[DOCUMENT EXCERPT]:
-- BEGIN --

[Design] Marking events as relevant to me & Determining
thatcollections behave like categories
mimi at osafoundation.org
Mon Feb 6 09:40:41 PST 2006
Please see in-line...
On Feb 4, 2006, at 7:37 AM, Seth Johnson wrote:
> Mimi Yin wrote:
>> I thought the way Bobby described his scenario was a good example of
>> how the line between
>> 1) "labeling or marking up items" with metadata AND
>> 2) creating collections of items
>> is fuzzy at best.
>> When you're scanning the office calendar, figuring out which events
>> are relevant to you...or when you're looking through a pile of
>> invitations to meeting, you are in the "marking up mode"...primarily
>> because you are focused on the individual items.
>> When it's time to step back and review your schedule, you're in
>> "collection mode" where you want to gather up all the events you
>> marked as relevant into a single view and overlay it with your
>> personal schedule...
>> I'd like to add this issue to the list of "Design Session" topics we
>> tackle post 0.7 planning...along with a more general exploration of
>> "Organizational" workflows.
Yes, I heartily agree. I think Jeffrey's proposal for an item tray is
1 possible solution for this scenario, as is mindmapping.
> I'd add to this a third kind of collection mode where you aren't
> marking up items, just grouping them (and perhaps marking them up
> after the fact). Collecting without programmatic semantics
> beyond grouping as parent and children. This is useful for
> starting with a mass of unorganized data and trying to make sense
> of it gradually (not to harp on it, but this is what mindmapping
> This mode does create (if not mindmapped) long list-mode outlines
> of heterogeneous data. But this process of grouping by hunch and
> guess and feel is important. After awhile, you get a more firm
> handle on what groupings mean, and that's when markup of a
> different sort comes into play. The markup you and Bobby
> describe is more clear about a specific task you're aimed at:
> what's relevant to me, to make a schedule of my own.
> You should also give people the ability to plan how attributes
> and categories are being used, so people can develop strategies
> for using common attributes across contexts. So you can list and
> work out what contexts you want to have a "relevant to me" or
> "impacts my schedule" category or attribute for.
Could you provide some specific examples? (ie. I wouldn't want to see
this attribute on this Kind of item...)

-- END --

[WHAT THIS EXERCISE ASKS]:
A: In the design discussion email, which two possible solutions are named for the scenario of marking events as relevant?
B: Continue the design discussion email about marking events and collections, picking up after its final line.

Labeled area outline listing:
-- BEGIN --

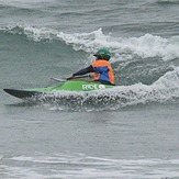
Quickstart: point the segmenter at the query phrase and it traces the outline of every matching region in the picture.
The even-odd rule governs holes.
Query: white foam
[[[112,159],[81,154],[16,156],[15,167],[3,166],[14,178],[124,178],[156,179],[179,176],[179,159]],[[20,163],[20,166],[18,167]],[[31,165],[22,164],[31,163]],[[53,165],[55,164],[55,165]]]

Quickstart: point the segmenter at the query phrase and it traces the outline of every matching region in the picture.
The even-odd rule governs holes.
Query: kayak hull
[[[46,93],[60,92],[60,91],[94,91],[113,88],[114,86],[101,85],[99,82],[92,81],[76,81],[70,80],[63,82],[58,86],[54,87],[45,87],[45,88],[34,88],[34,89],[3,89],[7,93],[20,98],[20,99],[29,99],[33,97],[38,97]]]
[[[20,99],[27,99],[27,98],[33,98],[35,96],[42,94],[42,92],[37,92],[37,91],[16,90],[16,89],[3,89],[3,90],[7,93]]]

-- END --

[EXERCISE ANSWERS]:
A: Jeffrey's proposal for an item tray, and mindmapping.

B:
> As people move towards working with and shaping up data that's
> been deferred, they would have access to established attributes,
> organized in themselves such that they can better see a plan for
> reusing attributes that have already been devised.
> This does not necessarily mean attribute types of Who What When
> Where Why How, but also giving attributes and categories scopes
> of relevance and outlinability in themselves.
Could you elaborate on what you mean by outlinability?
> I went back to the previous thread on "Determining that
> collections behave like categories" to see what that was about.
> Now, I posted a series of images of a highly flexible "universal
> application" interface at
> . . . not because these images represent the greatest interface,
> but because they show how generic concepts can help you work with
> information across "applications." I was dealing there with how
> to deal with heterogeneous data in different applications, so I
> left out a couple of images that show how categories fit into
> this scheme. I've posted those images now at:
> These two show a menu for seeking a specific review instrument
> (the current application type) by categories relevant to the
> current "application."
> While the interface once again may not be the one you want, you
> might find this concept helpful.
Okay, I think I understand what you're getting at now. Do you think
that defining attributes per Kind is enough? OR are there other usage
scenarios that wouldn't be covered by such a generic treatment?
ie. If I receive an Email from Joseph (from the modeling agency),
then I want the following attribute to show up:
+ Hair color
+ Ad account
>> -------- Original Message --------
>> Subject: Re: [Design] Determining that collections behave like
>> Date: Thu, 26 Jan 2006 11:32:12 -0800
>> From: Mimi Yin <mimi at osafoundation.org>
>> To: Chandler Design list <design at osafoundation.org>
>> Thanks for the links to the articles Philippe:
>> From: http://www.newscientist.com/article.ns?id=dn3181
>> "The team at University College London found that the master
>> memorisers have neither higher IQs nor special brain structures
>> to explain their talent. Instead, when debriefed after the
>> memory tests, many admitted they always use an ancient Greek
>> mnemonic technique known as "method of loci".
>> This involves visualising yourself walking along a well-known
>> route, depositing images of to-be-remembered items at specific
>> points, then retracing your steps during recall." So clearly,
>> by having collections in the sidebar that can accommodate a
>> single item appearing in multiple collections, we're
>> undermining the brain's "location-based" mechanisms for 1)
>> remembering where things are and 2) general orientation.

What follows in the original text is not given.